■ Written instruction 1 ■
Turn the lines of the records into a numbered list, starting with the line that contains "Target: snow-covered road" and going on through the line that contains "x=588 y=251". Leave out any blank lines.

· · · · · · ·

Question

X^2+x-1

how to find x-intercepts

Answer 1

`\left(0,\ (-1\pm\sqrt5)/(2)\right)`

Explanation:

The x-intercept of a function is the point when the function crosses the x-axis.

The x-axis is defined by the equation:

• y = 0

So, we can solve for the x-coordinates of the function's x-intercepts by substituting 0 for y in the function definition:

y = x² + x - 1

0 = x² + x - 1

From here, we can solve for x by completing the square:

↓ adding 1 to both sides

1 = x² + x

↓ adding (1/2)² to both sides ... To get that added number, we take the x term's coefficient (in this case, 1), divide it by 2, then square it.

· · · · · · ·

■ Written instruction 2 ■
Set down word for word the part of the x-intercept answer starting with "From here, we" and going on through "then square it.".

· · · · · · ·

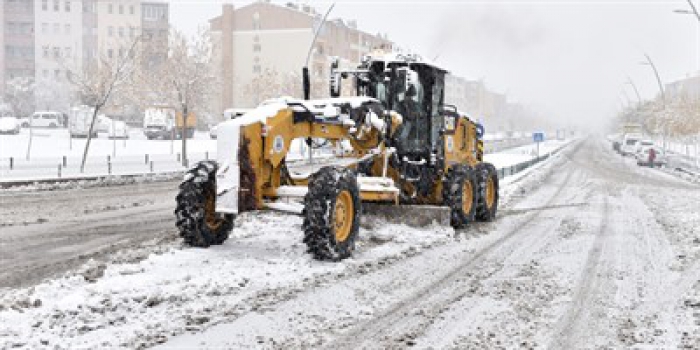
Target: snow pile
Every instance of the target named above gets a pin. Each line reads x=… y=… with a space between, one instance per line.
x=180 y=290
x=136 y=303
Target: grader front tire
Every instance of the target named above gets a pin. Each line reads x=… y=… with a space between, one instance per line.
x=460 y=194
x=332 y=214
x=197 y=221
x=487 y=180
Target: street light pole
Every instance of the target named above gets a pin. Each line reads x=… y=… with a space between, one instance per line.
x=686 y=12
x=636 y=91
x=649 y=62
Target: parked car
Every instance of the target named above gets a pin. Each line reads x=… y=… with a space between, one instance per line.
x=643 y=157
x=47 y=119
x=80 y=119
x=213 y=131
x=8 y=123
x=629 y=141
x=103 y=123
x=118 y=130
x=641 y=145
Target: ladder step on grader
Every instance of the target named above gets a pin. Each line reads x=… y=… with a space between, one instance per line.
x=394 y=142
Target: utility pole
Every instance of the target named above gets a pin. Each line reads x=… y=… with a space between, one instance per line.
x=650 y=63
x=693 y=12
x=636 y=91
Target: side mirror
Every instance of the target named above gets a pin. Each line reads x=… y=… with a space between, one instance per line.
x=411 y=78
x=335 y=78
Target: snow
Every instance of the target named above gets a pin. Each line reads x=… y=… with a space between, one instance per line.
x=178 y=290
x=510 y=157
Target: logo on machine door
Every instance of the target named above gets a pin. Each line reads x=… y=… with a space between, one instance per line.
x=278 y=144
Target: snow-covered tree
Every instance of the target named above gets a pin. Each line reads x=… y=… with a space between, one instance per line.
x=270 y=84
x=98 y=82
x=186 y=80
x=19 y=93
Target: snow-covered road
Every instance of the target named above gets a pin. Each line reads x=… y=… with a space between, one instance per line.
x=588 y=251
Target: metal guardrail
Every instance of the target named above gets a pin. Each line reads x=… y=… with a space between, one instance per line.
x=69 y=167
x=60 y=169
x=516 y=168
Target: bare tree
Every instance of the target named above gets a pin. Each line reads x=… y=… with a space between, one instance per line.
x=19 y=92
x=186 y=80
x=99 y=82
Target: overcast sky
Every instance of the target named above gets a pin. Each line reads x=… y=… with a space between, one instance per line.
x=566 y=58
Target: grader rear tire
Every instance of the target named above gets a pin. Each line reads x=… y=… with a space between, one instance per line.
x=487 y=180
x=332 y=214
x=199 y=224
x=460 y=194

· · · · · · ·

■ Right answer 1 ■
1. Target: snow-covered road
2. Every instance of the target named above gets a pin. Each line reads x=… y=… with a space between, one instance per line.
3. x=588 y=251

■ Right answer 2 ■
From here, we can solve for x by completing the square:

↓ adding 1 to both sides

1 = x² + x

↓ adding (1/2)² to both sides ... To get that added number, we take the x term's coefficient (in this case, 1), divide it by 2, then square it.